= PROBLEM TO SOLVE =
Print the entries once more, unchanged.

= TASK INPUTS =
══════════════════════════════

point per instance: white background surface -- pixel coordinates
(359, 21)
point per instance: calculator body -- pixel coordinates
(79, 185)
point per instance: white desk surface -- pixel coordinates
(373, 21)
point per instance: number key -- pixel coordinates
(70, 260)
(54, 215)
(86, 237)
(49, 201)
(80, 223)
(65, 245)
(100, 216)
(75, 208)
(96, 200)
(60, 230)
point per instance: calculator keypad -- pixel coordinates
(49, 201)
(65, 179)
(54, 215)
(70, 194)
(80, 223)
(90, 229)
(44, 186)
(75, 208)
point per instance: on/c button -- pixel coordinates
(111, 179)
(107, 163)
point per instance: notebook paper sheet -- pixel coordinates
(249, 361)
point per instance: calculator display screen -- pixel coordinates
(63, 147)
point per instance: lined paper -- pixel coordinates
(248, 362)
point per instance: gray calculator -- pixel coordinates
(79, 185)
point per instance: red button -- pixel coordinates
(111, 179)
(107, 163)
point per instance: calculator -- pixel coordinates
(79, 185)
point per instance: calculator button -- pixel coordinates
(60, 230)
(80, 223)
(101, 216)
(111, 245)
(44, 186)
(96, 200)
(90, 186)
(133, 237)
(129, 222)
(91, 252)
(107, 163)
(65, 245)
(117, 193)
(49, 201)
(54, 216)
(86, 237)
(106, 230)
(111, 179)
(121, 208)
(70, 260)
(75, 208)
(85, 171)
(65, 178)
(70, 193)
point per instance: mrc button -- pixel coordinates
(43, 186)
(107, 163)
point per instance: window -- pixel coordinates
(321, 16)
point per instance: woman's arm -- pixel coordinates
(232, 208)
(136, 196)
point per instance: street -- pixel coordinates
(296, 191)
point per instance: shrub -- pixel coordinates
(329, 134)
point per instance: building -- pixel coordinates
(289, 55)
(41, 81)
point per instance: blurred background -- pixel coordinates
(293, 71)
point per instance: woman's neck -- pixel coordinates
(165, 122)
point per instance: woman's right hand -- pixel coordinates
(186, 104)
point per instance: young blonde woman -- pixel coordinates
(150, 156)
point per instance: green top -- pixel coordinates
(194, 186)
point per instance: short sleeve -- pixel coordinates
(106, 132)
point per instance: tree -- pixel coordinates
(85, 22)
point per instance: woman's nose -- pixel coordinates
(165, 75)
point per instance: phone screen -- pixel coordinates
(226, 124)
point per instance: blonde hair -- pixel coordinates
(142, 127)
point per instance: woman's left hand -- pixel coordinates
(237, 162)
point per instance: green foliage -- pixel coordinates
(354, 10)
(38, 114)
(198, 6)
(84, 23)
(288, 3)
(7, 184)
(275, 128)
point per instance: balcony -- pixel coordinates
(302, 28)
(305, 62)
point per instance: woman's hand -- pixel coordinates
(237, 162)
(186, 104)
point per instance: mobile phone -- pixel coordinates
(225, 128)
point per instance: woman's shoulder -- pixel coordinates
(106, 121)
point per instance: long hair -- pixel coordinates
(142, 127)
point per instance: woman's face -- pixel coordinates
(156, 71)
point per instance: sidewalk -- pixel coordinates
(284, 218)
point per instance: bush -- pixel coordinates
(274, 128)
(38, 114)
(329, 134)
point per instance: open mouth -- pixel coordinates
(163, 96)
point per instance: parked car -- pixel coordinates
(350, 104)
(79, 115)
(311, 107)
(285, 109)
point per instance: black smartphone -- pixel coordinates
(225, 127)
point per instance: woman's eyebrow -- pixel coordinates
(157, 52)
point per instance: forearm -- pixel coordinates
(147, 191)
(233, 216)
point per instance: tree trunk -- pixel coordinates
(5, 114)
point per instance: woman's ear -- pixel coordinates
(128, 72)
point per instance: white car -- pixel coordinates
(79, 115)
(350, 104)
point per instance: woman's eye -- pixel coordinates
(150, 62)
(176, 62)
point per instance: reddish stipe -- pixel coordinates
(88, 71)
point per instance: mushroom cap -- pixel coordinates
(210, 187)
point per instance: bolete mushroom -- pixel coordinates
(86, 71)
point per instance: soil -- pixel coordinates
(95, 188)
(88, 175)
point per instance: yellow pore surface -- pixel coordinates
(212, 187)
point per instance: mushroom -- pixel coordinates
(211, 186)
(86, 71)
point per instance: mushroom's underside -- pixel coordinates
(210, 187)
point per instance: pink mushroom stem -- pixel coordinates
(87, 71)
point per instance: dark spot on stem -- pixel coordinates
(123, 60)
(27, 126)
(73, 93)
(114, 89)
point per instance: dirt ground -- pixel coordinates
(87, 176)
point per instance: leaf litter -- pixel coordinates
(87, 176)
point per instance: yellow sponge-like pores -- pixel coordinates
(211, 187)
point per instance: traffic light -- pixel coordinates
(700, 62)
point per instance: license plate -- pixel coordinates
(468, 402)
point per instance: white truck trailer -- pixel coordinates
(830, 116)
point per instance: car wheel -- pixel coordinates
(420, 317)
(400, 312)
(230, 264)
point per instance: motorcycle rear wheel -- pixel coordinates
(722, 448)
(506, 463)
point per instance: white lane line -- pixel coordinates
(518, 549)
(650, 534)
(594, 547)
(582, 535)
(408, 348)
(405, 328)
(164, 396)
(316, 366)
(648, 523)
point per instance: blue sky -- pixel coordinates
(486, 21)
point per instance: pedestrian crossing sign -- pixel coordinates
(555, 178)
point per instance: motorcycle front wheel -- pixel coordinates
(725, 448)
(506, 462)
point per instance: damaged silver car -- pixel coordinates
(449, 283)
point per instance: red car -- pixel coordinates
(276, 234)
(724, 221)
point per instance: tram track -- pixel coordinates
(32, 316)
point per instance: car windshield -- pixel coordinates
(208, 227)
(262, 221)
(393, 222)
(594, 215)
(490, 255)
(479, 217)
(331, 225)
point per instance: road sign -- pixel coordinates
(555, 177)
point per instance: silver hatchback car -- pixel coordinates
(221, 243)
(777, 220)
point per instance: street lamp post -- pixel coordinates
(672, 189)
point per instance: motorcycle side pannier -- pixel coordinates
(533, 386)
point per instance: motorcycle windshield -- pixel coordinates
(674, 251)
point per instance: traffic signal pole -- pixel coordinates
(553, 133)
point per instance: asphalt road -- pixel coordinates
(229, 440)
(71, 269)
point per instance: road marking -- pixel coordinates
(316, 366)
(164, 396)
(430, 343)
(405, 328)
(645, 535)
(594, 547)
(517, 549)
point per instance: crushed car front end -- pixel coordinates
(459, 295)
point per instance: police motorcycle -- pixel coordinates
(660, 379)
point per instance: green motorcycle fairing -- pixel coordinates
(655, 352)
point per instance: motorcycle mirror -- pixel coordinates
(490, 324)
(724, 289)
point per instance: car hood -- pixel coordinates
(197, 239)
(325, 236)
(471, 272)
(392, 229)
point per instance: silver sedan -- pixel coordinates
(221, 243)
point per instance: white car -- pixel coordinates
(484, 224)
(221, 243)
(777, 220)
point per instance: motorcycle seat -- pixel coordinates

══════════════════════════════

= FINISHED TASK =
point per instance: white background surface -- pixel coordinates
(359, 21)
point per instance: calculator body -- pixel coordinates
(79, 185)
point per instance: white desk surface -- pixel coordinates
(373, 21)
point per instance: number key -- pixel coordinates
(70, 260)
(54, 215)
(86, 237)
(49, 201)
(80, 223)
(65, 245)
(100, 216)
(75, 208)
(96, 200)
(60, 230)
point per instance: calculator keypad -- pixel coordinates
(49, 201)
(65, 179)
(54, 215)
(70, 194)
(80, 223)
(90, 229)
(44, 186)
(75, 208)
point per instance: on/c button -- pixel coordinates
(111, 179)
(107, 163)
point per instance: notebook paper sheet -- pixel coordinates
(249, 361)
point per instance: calculator display screen -- pixel coordinates
(63, 147)
point per instance: lined paper -- pixel coordinates
(248, 362)
point per instance: gray calculator -- pixel coordinates
(79, 185)
point per instance: red button -- pixel coordinates
(111, 179)
(107, 163)
point per instance: calculator -- pixel coordinates
(79, 185)
point per instance: calculator button -- pixel coordinates
(60, 230)
(80, 223)
(101, 216)
(111, 245)
(44, 186)
(96, 200)
(90, 186)
(133, 237)
(129, 222)
(91, 252)
(107, 163)
(65, 245)
(117, 193)
(49, 201)
(54, 216)
(86, 237)
(106, 230)
(111, 179)
(121, 208)
(70, 260)
(75, 208)
(85, 171)
(65, 178)
(70, 193)
point per instance: mrc button -- pixel coordinates
(43, 186)
(107, 163)
point per instance: window -- pixel coordinates
(321, 16)
point per instance: woman's arm -- pixel coordinates
(232, 208)
(136, 196)
point per instance: street -- pixel coordinates
(296, 191)
point per instance: shrub -- pixel coordinates
(329, 134)
point per instance: building -- pixel coordinates
(289, 55)
(41, 81)
point per instance: blurred background -- pixel coordinates
(293, 71)
point per instance: woman's neck -- pixel coordinates
(165, 122)
point per instance: woman's right hand -- pixel coordinates
(186, 104)
point per instance: young blonde woman -- pixel coordinates
(150, 156)
point per instance: green top -- pixel coordinates
(194, 186)
point per instance: short sleeve -- pixel coordinates
(106, 132)
point per instance: tree -- pixel coordinates
(85, 22)
point per instance: woman's nose -- pixel coordinates
(165, 75)
point per instance: phone screen -- pixel coordinates
(226, 124)
point per instance: blonde hair -- pixel coordinates
(142, 127)
point per instance: woman's left hand -- pixel coordinates
(237, 162)
point per instance: green foliage -- pixel coordinates
(354, 10)
(38, 114)
(198, 6)
(84, 23)
(288, 3)
(7, 184)
(275, 128)
point per instance: balcony -- pixel coordinates
(302, 28)
(305, 62)
point per instance: woman's hand -- pixel coordinates
(237, 162)
(186, 104)
point per instance: mobile phone -- pixel coordinates
(225, 128)
point per instance: woman's shoulder -- pixel coordinates
(106, 121)
point per instance: long hair -- pixel coordinates
(142, 127)
point per instance: woman's face -- pixel coordinates
(156, 71)
point per instance: sidewalk -- pixel coordinates
(284, 218)
point per instance: bush -- pixel coordinates
(274, 128)
(38, 114)
(329, 134)
point per instance: open mouth -- pixel coordinates
(163, 96)
point per instance: parked car -- pixel coordinates
(350, 104)
(79, 115)
(311, 107)
(285, 109)
point per instance: black smartphone -- pixel coordinates
(225, 127)
point per instance: woman's eyebrow -- pixel coordinates
(157, 52)
point per instance: forearm -- pixel coordinates
(147, 191)
(233, 216)
point per instance: tree trunk -- pixel coordinates
(5, 114)
point per instance: woman's ear -- pixel coordinates
(128, 72)
point per instance: white car -- pixel coordinates
(79, 115)
(350, 104)
point per instance: woman's eye -- pixel coordinates
(150, 62)
(176, 62)
point per instance: reddish stipe -- pixel coordinates
(88, 71)
point per instance: mushroom cap -- pixel coordinates
(210, 187)
point per instance: bolete mushroom -- pixel coordinates
(86, 71)
point per instance: soil -- pixel coordinates
(95, 188)
(88, 175)
point per instance: yellow pore surface -- pixel coordinates
(212, 187)
point per instance: mushroom -- pixel coordinates
(211, 186)
(86, 71)
point per instance: mushroom's underside -- pixel coordinates
(210, 187)
point per instance: pink mushroom stem -- pixel coordinates
(87, 71)
point per instance: dark spot on stem -- pixel coordinates
(123, 60)
(27, 126)
(73, 93)
(114, 89)
point per instance: dirt ground -- pixel coordinates
(87, 176)
point per instance: leaf litter -- pixel coordinates
(87, 176)
point per instance: yellow sponge-like pores -- pixel coordinates
(211, 187)
point per instance: traffic light -- pixel coordinates
(700, 62)
point per instance: license plate -- pixel coordinates
(468, 402)
point per instance: white truck trailer -- pixel coordinates
(830, 116)
point per instance: car wheel -- pixel coordinates
(420, 317)
(400, 312)
(230, 264)
point per instance: motorcycle rear wheel -- pixel coordinates
(722, 448)
(506, 463)
point per instance: white lane line -- pixel coordinates
(518, 549)
(650, 534)
(594, 547)
(582, 535)
(408, 348)
(405, 328)
(164, 396)
(316, 366)
(648, 523)
point per instance: blue sky -- pixel coordinates
(486, 21)
point per instance: pedestrian crossing sign -- pixel coordinates
(555, 178)
point per instance: motorcycle front wheel -- pixel coordinates
(725, 448)
(506, 462)
point per instance: damaged silver car -- pixel coordinates
(449, 283)
point per instance: red car -- pixel coordinates
(276, 234)
(724, 221)
point per instance: tram track -- pixel coordinates
(32, 316)
point per instance: car windshield -- pixel coordinates
(208, 227)
(262, 221)
(393, 222)
(594, 215)
(490, 255)
(479, 217)
(331, 225)
point per instance: road sign -- pixel coordinates
(555, 177)
point per instance: silver hatchback car -- pixel coordinates
(221, 243)
(777, 220)
point per instance: street lamp post -- pixel coordinates
(672, 189)
point per instance: motorcycle side pannier -- pixel coordinates
(533, 386)
point per instance: motorcycle windshield -- pixel coordinates
(674, 251)
point per instance: traffic signal pole -- pixel coordinates
(553, 133)
point per instance: asphalt road -- pixel coordinates
(229, 440)
(71, 269)
point per instance: road marking -- pixel coordinates
(316, 366)
(164, 396)
(430, 343)
(405, 328)
(645, 535)
(594, 547)
(517, 549)
point per instance: crushed car front end -- pixel coordinates
(459, 295)
point per instance: police motorcycle -- pixel coordinates
(660, 379)
point per instance: green motorcycle fairing -- pixel coordinates
(655, 352)
point per instance: motorcycle mirror -- pixel coordinates
(490, 324)
(724, 289)
point per instance: car hood -- pixel coordinates
(197, 239)
(325, 236)
(471, 272)
(392, 229)
point per instance: silver sedan -- pixel coordinates
(221, 243)
point per instance: white car -- pixel coordinates
(484, 224)
(221, 243)
(777, 220)
point per instance: motorcycle seat -- pixel coordinates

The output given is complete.